SOURCE EXCERPT:
···

But she explained that the recent vinyl resurgence, along with the need to monetise old recordings via videogames like Rock Band, had meant increased attentions on archive materials from a business perspective. She emphasised how both these use cases rely on maintaining the original master tapes to work from. She explained how many early masters were just not kept – the 2″ reel-to-reel tapes being wiped once deemed finished with.
On the other hand, the amount of duplicate materials held in their offices was vast, due to multiple copies of things like promo video cassettes being produced for distribution to various worldwide media channels in the days before digital file transfer.
But the great news was that Beggars Group has recently been given planning permission for a purpose-built archive building, and are in the process of compiling archive materials from the various offices to finally put it all in one place. She talked briefly about the technical issues encountered along the way – from storage conditions to cataloguing protocols – before explaining how in the process she’s become something of an archives nerd.
She made two cracking points in summing up: “I’m fed up of people thinking archiving is dusty and boring – it’s brilliant! It’s fascinating, and it’s necessary.”
And, having talked about the archive from a largely business perspective, she also came back to the point of such a collection being part of the wider national (and international) heritage: “It’s music… It’s culture… It’s not ‘ours’… We do need to look after our copyright though!”
After this inspiring chat, things were brought slightly more down to earth, but no less inspiring, with a session from the National Library of Norway. We were told by Trond Valberg and Lars Gaustad that unlike here in the UK, Norwegian legal deposit has covered audiovisual recordings since 1989, and the Library now collects pretty much all of the country’s cultural output, from books, newspapers and music, to radio and television broadcasts and the web.
Interestingly, we were told that the number of CDs being taken in by the Library was now decreasing, while the number of vinyl LPs was increasing. The vinyl resurgence was probably the other main theme of the day, alongside metadata.
The Norwegians went into some detail regarding the technology behind it all – with some ‘bragging slides’ with mind-boggling numbers, such as a server farm of 3 lots of 6 petabyte hard drive racks keeping it all backed up, with approximately 6 petabytes a day being added to the archive – or 10 petabytes at peak.
They also talked about partnerships with software and database designers in coming up with bespoke metadata and cataloguing programs. Really, the National Library of Norway sounds like the perfect model for other countries to follow with regards to a complete digital national archive of cultural output.
Sacha Sedriks, of BBC Future Media, was up next to tell us all about their recent experiment Playlister, which enables radio listeners to track down a song they heard, add it to a personal playlist, then stream it via the likes of Spotify.
What began with a cutesy PR rundown of a fabulous new service for all BBC fans to start using very quickly evolved into some fairly deep data chat – stuff like establishing and maintaining unique, canonical artist, track and works IDs to ensure consistency of metadata across all the myriad services the BBC operates.

···

INFORMATION GIVEN:
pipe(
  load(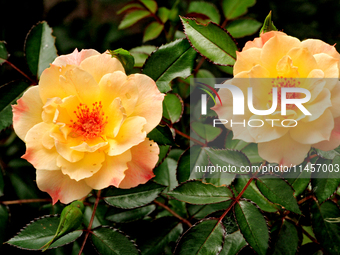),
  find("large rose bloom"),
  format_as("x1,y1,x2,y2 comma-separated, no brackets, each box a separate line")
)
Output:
13,50,164,203
213,32,340,165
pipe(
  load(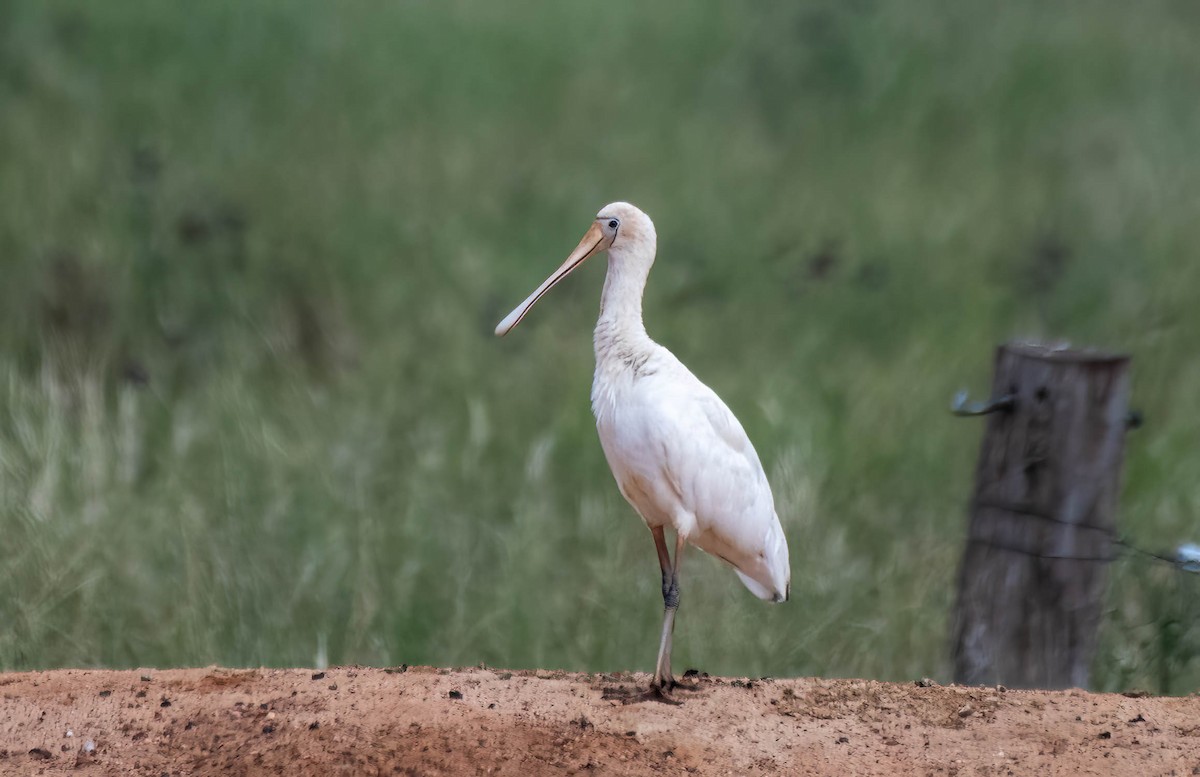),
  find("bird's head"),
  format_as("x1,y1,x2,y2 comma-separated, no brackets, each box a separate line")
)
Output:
496,203,658,337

···

REQUIRED TASKS:
A – Answer these questions from the event report:
(i) Since what year has Norwegian legal deposit covered audiovisual recordings?
(ii) What has Beggars Group recently been given planning permission for?
(iii) What is the name of the BBC experiment that Sacha Sedriks presented?
B – Rewrite the passage of the event report starting at "The Norwegians went" and ending at "petabytes at peak.", with "server farm" changed to "data center".
The rows were taken from a separate source.

FULL ANSWERS:
A –
(i) 1989
(ii) A purpose-built archive building
(iii) Playlister

B –
The Norwegians went into some detail regarding the technology behind it all – with some ‘bragging slides’ with mind-boggling numbers, such as a data center of 3 lots of 6 petabyte hard drive racks keeping it all backed up, with approximately 6 petabytes a day being added to the archive – or 10 petabytes at peak.